Written request>
Return all of the entries word for word, but omit the pictures they contain.

[Start of Material shown]

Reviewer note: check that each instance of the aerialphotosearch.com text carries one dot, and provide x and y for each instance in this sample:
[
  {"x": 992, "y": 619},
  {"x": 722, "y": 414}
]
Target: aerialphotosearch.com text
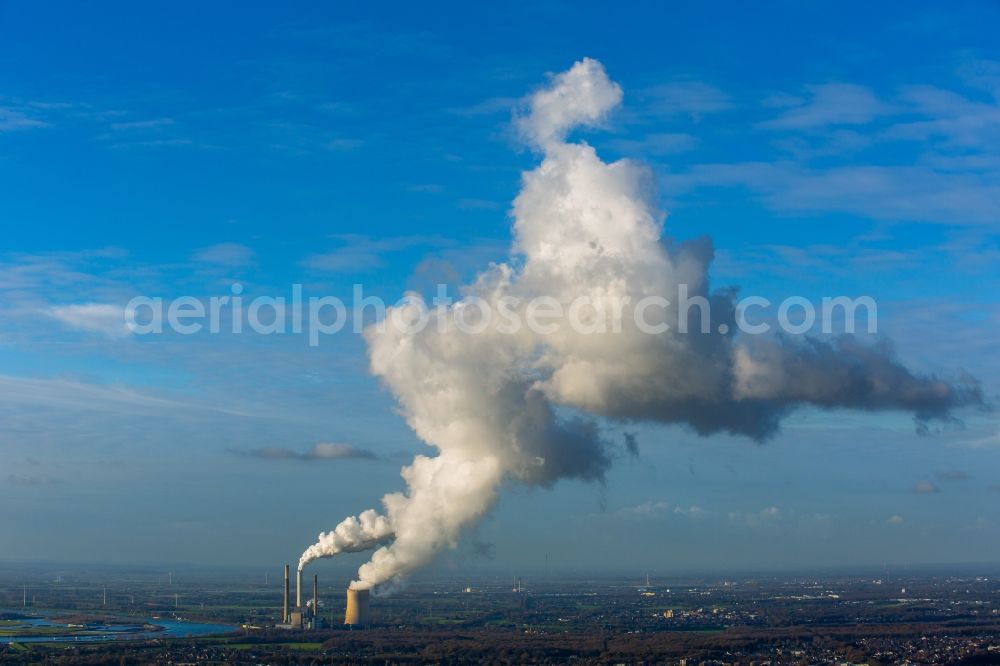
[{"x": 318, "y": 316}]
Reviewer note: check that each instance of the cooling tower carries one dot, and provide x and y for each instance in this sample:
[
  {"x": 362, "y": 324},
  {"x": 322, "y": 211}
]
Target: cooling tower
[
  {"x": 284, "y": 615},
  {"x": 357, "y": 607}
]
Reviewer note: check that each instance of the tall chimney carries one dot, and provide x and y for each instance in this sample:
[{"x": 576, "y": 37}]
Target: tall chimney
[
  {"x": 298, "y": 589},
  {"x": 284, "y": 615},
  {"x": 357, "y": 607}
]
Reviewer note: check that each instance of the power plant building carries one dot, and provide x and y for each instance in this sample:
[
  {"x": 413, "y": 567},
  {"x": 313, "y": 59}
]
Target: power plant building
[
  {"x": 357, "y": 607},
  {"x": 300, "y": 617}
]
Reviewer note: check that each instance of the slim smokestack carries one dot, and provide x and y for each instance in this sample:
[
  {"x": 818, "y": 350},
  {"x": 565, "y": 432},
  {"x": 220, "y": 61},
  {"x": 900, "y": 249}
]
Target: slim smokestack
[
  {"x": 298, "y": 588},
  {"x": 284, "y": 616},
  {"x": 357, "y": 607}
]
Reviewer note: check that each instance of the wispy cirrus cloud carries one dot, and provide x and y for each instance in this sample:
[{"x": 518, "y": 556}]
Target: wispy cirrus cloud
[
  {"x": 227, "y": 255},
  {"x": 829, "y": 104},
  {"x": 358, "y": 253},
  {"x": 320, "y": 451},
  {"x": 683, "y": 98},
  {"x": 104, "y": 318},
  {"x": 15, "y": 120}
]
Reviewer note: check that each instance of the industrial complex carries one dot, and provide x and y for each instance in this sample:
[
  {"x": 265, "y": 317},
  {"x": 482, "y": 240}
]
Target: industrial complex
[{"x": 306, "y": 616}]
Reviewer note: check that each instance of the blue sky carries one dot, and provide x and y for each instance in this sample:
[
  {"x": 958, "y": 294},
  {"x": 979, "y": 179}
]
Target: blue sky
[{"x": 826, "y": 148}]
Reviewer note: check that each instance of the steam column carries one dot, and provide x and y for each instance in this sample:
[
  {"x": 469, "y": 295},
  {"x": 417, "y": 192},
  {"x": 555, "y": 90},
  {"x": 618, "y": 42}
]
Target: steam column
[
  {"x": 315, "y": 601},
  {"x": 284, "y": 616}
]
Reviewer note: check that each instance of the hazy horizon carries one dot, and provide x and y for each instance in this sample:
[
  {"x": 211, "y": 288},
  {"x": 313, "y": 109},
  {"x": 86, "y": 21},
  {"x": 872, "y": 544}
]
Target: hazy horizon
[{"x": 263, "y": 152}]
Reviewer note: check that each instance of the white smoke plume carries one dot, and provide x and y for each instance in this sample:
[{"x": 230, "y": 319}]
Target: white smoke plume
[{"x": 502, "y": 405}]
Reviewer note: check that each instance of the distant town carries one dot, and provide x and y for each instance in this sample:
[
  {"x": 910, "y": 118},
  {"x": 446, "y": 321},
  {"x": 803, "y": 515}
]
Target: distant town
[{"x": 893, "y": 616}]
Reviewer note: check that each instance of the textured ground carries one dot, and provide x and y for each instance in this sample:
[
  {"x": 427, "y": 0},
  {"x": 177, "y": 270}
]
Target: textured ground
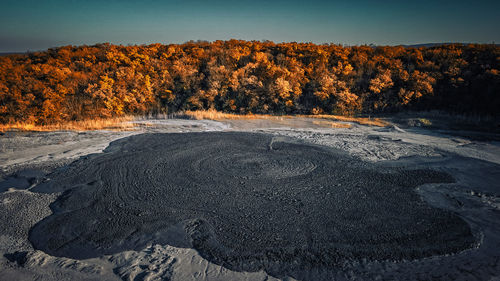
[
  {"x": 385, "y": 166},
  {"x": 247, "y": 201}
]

[End of Material shown]

Answer to the task>
Reviewer note: check that each instance of the aerialphotosearch.com text carries one dot, and provide x and y for each instance in this sample:
[
  {"x": 992, "y": 619},
  {"x": 722, "y": 414}
]
Target: aerialphotosearch.com text
[{"x": 318, "y": 316}]
Reviewer note: check that each instance of the cooling tower carries one dot, and provide x and y for each instance in this sample:
[
  {"x": 362, "y": 324},
  {"x": 322, "y": 211}
]
Target: cooling tower
[
  {"x": 284, "y": 615},
  {"x": 357, "y": 607}
]
Reviewer note: check that each instance of the tall chimney carries one dot, and provide x and y for each instance in this sample:
[{"x": 576, "y": 37}]
Target: tall chimney
[
  {"x": 298, "y": 589},
  {"x": 284, "y": 615},
  {"x": 357, "y": 607}
]
Reviewer note: check that each instance of the power plant building carries one dot, and provide x and y for each instance in this sample:
[
  {"x": 413, "y": 567},
  {"x": 313, "y": 59}
]
Target: power plant building
[
  {"x": 357, "y": 607},
  {"x": 300, "y": 617}
]
Reviewer note: check that each instance of the slim smokestack carries one dot, and provide x and y for each instance in this sample:
[
  {"x": 818, "y": 350},
  {"x": 565, "y": 432},
  {"x": 220, "y": 61},
  {"x": 900, "y": 249}
]
Target: slim smokestack
[
  {"x": 298, "y": 588},
  {"x": 284, "y": 616},
  {"x": 357, "y": 607}
]
Reviewer note: check that each instance of the wispy cirrus cloud carries one dot, and provide x and y for each instance in this sample:
[{"x": 518, "y": 556}]
Target: wispy cirrus cloud
[
  {"x": 227, "y": 255},
  {"x": 829, "y": 104},
  {"x": 358, "y": 253},
  {"x": 320, "y": 451},
  {"x": 683, "y": 98},
  {"x": 104, "y": 318},
  {"x": 15, "y": 120}
]
Reviewer note: check that each instance of the industrial complex carries one dot, and provide x and y for each instance in this sample:
[
  {"x": 265, "y": 317},
  {"x": 482, "y": 240}
]
Target: industrial complex
[{"x": 306, "y": 616}]
Reviewer note: check that each instance of the blue sky carries one dot, and provide x and y for each instance in this sample:
[
  {"x": 958, "y": 294},
  {"x": 979, "y": 179}
]
Target: blue sky
[{"x": 826, "y": 148}]
Reviewer note: check that each instance of the steam column carries one dot, and provide x and y for each instance in this sample:
[
  {"x": 469, "y": 295},
  {"x": 417, "y": 192},
  {"x": 555, "y": 90},
  {"x": 618, "y": 42}
]
Target: steam column
[
  {"x": 315, "y": 601},
  {"x": 284, "y": 616}
]
Reviewer note: check that each instance of the hazy horizon carries one dot, and provide x and y for each instance in this sample:
[
  {"x": 211, "y": 288},
  {"x": 313, "y": 109},
  {"x": 86, "y": 21},
  {"x": 872, "y": 544}
]
Target: hazy horizon
[{"x": 263, "y": 152}]
Reviewer note: check that each instance of the white smoke plume carries one dot, and provide x and y for each instance in this sample:
[{"x": 230, "y": 319}]
Target: white smoke plume
[{"x": 502, "y": 405}]
Reviewer note: check that each instance of the distant town carries one dot, and provide x and y for each instance in this sample:
[
  {"x": 910, "y": 118},
  {"x": 446, "y": 321},
  {"x": 803, "y": 515}
]
Target: distant town
[{"x": 893, "y": 616}]
Reviewer note: check that each instance of the textured ground carries one dot, and provide x and y for each instance in this sample:
[
  {"x": 427, "y": 0},
  {"x": 177, "y": 270}
]
Target: textured ground
[
  {"x": 385, "y": 166},
  {"x": 247, "y": 201}
]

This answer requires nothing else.